→ **WHAT YOU WILL DO**
The output must match the entries below exactly.

━━━━━ EXERCISE INPUT

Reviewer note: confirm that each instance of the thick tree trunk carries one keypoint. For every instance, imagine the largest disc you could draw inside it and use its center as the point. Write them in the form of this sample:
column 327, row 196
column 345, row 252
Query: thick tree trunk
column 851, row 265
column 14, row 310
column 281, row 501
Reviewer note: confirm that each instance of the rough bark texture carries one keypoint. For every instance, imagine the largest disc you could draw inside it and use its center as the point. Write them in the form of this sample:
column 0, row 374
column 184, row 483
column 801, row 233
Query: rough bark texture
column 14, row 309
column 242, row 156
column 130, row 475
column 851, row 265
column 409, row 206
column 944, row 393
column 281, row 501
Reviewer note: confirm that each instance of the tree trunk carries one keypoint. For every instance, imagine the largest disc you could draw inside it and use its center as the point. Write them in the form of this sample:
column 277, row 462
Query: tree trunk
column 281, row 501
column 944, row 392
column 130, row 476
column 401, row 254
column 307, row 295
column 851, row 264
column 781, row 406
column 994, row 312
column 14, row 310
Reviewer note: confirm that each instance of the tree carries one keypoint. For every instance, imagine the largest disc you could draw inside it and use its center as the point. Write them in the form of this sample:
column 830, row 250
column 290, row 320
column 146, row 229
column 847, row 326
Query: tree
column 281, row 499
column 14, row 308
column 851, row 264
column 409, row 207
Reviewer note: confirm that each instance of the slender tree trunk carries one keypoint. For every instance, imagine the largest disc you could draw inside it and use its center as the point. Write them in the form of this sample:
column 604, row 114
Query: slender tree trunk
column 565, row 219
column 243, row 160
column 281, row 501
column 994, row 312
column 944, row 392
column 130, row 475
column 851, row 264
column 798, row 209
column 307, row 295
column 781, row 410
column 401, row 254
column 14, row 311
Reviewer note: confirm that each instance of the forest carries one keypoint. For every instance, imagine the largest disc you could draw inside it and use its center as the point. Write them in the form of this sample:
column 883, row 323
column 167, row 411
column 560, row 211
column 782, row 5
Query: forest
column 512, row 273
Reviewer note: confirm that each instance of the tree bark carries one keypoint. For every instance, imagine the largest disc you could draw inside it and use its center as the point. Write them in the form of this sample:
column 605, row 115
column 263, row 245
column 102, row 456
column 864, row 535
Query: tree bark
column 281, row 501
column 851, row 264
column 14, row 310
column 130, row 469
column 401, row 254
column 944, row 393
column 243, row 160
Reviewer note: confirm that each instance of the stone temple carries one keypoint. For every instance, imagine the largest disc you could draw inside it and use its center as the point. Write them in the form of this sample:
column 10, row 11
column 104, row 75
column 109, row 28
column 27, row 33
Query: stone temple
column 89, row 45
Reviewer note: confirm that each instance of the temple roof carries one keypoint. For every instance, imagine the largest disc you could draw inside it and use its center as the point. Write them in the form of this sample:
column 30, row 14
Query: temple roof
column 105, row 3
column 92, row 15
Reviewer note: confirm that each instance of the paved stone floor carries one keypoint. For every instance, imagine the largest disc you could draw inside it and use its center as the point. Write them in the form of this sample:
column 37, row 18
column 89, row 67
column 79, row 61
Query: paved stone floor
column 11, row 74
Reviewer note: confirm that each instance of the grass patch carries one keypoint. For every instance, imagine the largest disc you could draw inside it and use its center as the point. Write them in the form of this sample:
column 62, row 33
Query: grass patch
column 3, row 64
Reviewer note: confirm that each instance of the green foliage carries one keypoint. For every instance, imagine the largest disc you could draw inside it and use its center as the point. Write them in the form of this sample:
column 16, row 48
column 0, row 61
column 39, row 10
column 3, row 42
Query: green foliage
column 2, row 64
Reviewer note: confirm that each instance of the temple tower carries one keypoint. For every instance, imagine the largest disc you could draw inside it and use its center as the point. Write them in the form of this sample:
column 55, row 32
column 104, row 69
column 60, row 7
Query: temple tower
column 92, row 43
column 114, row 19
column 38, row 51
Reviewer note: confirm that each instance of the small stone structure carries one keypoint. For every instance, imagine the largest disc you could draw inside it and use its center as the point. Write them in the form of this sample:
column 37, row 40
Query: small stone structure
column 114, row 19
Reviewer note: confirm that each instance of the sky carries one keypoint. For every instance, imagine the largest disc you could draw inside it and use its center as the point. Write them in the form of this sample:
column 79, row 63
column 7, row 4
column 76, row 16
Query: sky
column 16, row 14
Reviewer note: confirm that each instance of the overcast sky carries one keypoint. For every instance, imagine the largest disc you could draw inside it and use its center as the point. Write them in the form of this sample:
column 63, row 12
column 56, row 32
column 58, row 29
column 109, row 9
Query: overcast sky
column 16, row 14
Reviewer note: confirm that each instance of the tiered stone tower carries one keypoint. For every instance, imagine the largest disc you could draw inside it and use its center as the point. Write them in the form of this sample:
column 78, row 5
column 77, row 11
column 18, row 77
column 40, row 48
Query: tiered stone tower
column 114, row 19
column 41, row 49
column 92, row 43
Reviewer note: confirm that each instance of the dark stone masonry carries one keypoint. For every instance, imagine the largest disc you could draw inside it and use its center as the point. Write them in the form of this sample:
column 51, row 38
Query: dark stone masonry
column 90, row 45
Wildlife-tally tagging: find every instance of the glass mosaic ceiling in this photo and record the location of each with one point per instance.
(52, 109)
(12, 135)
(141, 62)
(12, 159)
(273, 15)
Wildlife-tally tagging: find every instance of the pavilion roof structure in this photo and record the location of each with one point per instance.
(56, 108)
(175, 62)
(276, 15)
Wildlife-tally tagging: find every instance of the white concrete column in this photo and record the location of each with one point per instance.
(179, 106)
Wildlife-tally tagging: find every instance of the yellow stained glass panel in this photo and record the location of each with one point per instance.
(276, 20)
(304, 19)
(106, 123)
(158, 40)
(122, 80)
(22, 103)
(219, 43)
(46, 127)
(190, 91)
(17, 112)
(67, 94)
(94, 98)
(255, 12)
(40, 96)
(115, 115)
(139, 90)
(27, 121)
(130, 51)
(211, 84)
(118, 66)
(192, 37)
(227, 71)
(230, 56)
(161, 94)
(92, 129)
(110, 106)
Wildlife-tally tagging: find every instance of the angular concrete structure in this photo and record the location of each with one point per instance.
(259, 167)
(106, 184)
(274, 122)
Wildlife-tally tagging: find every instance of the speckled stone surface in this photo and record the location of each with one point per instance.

━━━━━━━━━━

→ **ANSWER FOR THIS EXERCISE**
Reviewer note: confirm that each instance of the thick tree trunk carries one keypoint. For every instance, imagine the largest disc you could draw inside it and use its center as the point. Write them in the form of this sample:
column 327, row 196
column 345, row 252
Query: thick tree trunk
column 851, row 265
column 14, row 310
column 281, row 501
Reviewer note: confirm that each instance of the rough bark texture carries one keypoint. For every instance, imagine the largest disc you could draw inside it and use its center as the point. Write them in the form of this sample:
column 0, row 374
column 184, row 483
column 801, row 233
Query: rough bark texture
column 14, row 309
column 242, row 156
column 130, row 475
column 851, row 265
column 409, row 206
column 944, row 393
column 281, row 501
Reviewer note: confirm that each instance of the tree trunk carries one keypoint. For every instance, imagine the largest disc you could draw inside it and use its center as the point. Write them in the form of this sample:
column 277, row 462
Query: tree trunk
column 281, row 501
column 944, row 392
column 130, row 476
column 401, row 254
column 307, row 295
column 851, row 264
column 781, row 406
column 994, row 312
column 14, row 310
Reviewer note: confirm that each instance of the tree carries one keypoint. For every instance, imagine the largest disc you could draw inside it and use its center as the point. Write them in the form of this sample:
column 830, row 250
column 290, row 320
column 146, row 229
column 847, row 326
Query: tree
column 281, row 499
column 14, row 308
column 851, row 264
column 409, row 207
Reviewer note: confirm that each instance of the slender tree trunk carries one keypoint. For every instance, imagine the largest disc you could draw inside it and use its center as the point. Write them in the form of this sample:
column 604, row 114
Query: slender tree trunk
column 565, row 219
column 243, row 160
column 281, row 501
column 994, row 312
column 944, row 392
column 130, row 475
column 851, row 264
column 798, row 209
column 307, row 295
column 781, row 410
column 401, row 254
column 14, row 311
Reviewer note: confirm that each instance of the forest carries one keypoint. For every instance, imagine the largest disc you could draw inside it and use its center as the point. Write them in the form of this sample:
column 883, row 323
column 167, row 411
column 560, row 211
column 782, row 5
Query: forest
column 512, row 273
Reviewer note: confirm that each instance of the tree bark carries one keypoint. For every instance, imagine the largest disc you could draw inside it and use its center as the point. Write them in the form of this sample:
column 605, row 115
column 263, row 245
column 102, row 456
column 864, row 535
Query: tree bark
column 281, row 501
column 851, row 264
column 14, row 310
column 130, row 469
column 401, row 254
column 944, row 393
column 243, row 160
Reviewer note: confirm that each instance of the stone temple carries one keypoint. For every instance, imagine the largest disc you could draw inside it and use its center as the point. Write them in the form of this sample:
column 10, row 11
column 104, row 75
column 109, row 28
column 27, row 33
Query: stone temple
column 89, row 45
Reviewer note: confirm that each instance of the temple roof carries one keypoint. For every instance, imagine the largest disc you could draw inside it and use its center as the point. Write them in the form of this sample:
column 30, row 14
Query: temple roof
column 105, row 3
column 92, row 15
Reviewer note: confirm that each instance of the paved stone floor carries one keypoint. For every instance, imagine the largest disc you could draw inside it and use its center as the point. Write them in the form of this sample:
column 37, row 18
column 89, row 67
column 79, row 61
Query: paved stone floor
column 11, row 74
Reviewer note: confirm that each instance of the grass patch carries one keypoint. For every instance, imagine the largest disc you could draw inside it and use its center as the point. Write them in the form of this sample:
column 62, row 33
Query: grass patch
column 3, row 64
Reviewer note: confirm that each instance of the green foliage carries one keypoint. For every instance, imagine the largest disc you could draw inside it and use its center as the point. Write them in the form of this sample:
column 16, row 48
column 0, row 61
column 39, row 10
column 3, row 42
Query: green foliage
column 2, row 64
Reviewer note: confirm that each instance of the temple tower carries one keypoint. For every instance, imagine the largest disc you could draw inside it and use its center as the point. Write them in the form of this sample:
column 55, row 32
column 104, row 69
column 60, row 7
Query: temple tower
column 92, row 43
column 114, row 19
column 38, row 51
Reviewer note: confirm that each instance of the small stone structure carries one keypoint. For every instance, imagine the largest disc you could draw inside it and use its center as the point. Write them in the form of this sample:
column 37, row 40
Query: small stone structure
column 114, row 19
Reviewer note: confirm that each instance of the sky carries one keypoint. For every instance, imagine the largest disc you could draw inside it and use its center as the point. Write them in the form of this sample:
column 79, row 63
column 7, row 4
column 76, row 16
Query: sky
column 16, row 14
Reviewer note: confirm that each instance of the overcast sky carries one keypoint. For every instance, imagine the largest disc you could draw inside it and use its center as the point. Write them in the form of this sample:
column 63, row 12
column 56, row 32
column 58, row 29
column 109, row 9
Query: overcast sky
column 16, row 14
Reviewer note: confirm that each instance of the tiered stone tower carries one keypoint. For every instance, imagine the largest disc you could draw inside it and use its center as the point. Write them in the form of this sample:
column 78, row 5
column 77, row 11
column 18, row 77
column 40, row 48
Query: tiered stone tower
column 114, row 19
column 41, row 49
column 92, row 43
Reviewer note: confirm that each instance of the dark stone masonry carries one keypoint. For every instance, imagine the largest disc you could draw inside it and use its center as the point. Write them in the form of this sample:
column 51, row 38
Query: dark stone masonry
column 90, row 45
Wildlife-tally tagging: find every instance of the glass mosaic ceiling in this photo and record the location of each with one point per instance.
(52, 109)
(12, 135)
(141, 62)
(12, 159)
(273, 15)
Wildlife-tally tagging: find every instance of the pavilion roof structure in this photo and record the location of each with one point per instance.
(56, 108)
(175, 62)
(276, 15)
Wildlife-tally tagging: find every instance of the white concrete column in this photo and record the location of each with one point per instance.
(179, 106)
Wildlife-tally tagging: find every instance of the yellow stained glass panel in this photo and record the location of each with one point per instance.
(276, 20)
(304, 19)
(106, 123)
(158, 40)
(122, 80)
(22, 103)
(219, 43)
(46, 127)
(190, 91)
(17, 112)
(67, 94)
(94, 98)
(255, 12)
(40, 96)
(115, 115)
(139, 90)
(27, 121)
(130, 51)
(211, 84)
(118, 66)
(192, 37)
(227, 71)
(230, 56)
(161, 94)
(92, 129)
(110, 106)
Wildlife-tally tagging: find every instance of the angular concrete structure in this photo and record the location of each with one point per instance.
(259, 167)
(106, 184)
(274, 122)
Wildlife-tally tagging: find every instance of the speckled stone surface in this photo and record the location of each with one point per instance.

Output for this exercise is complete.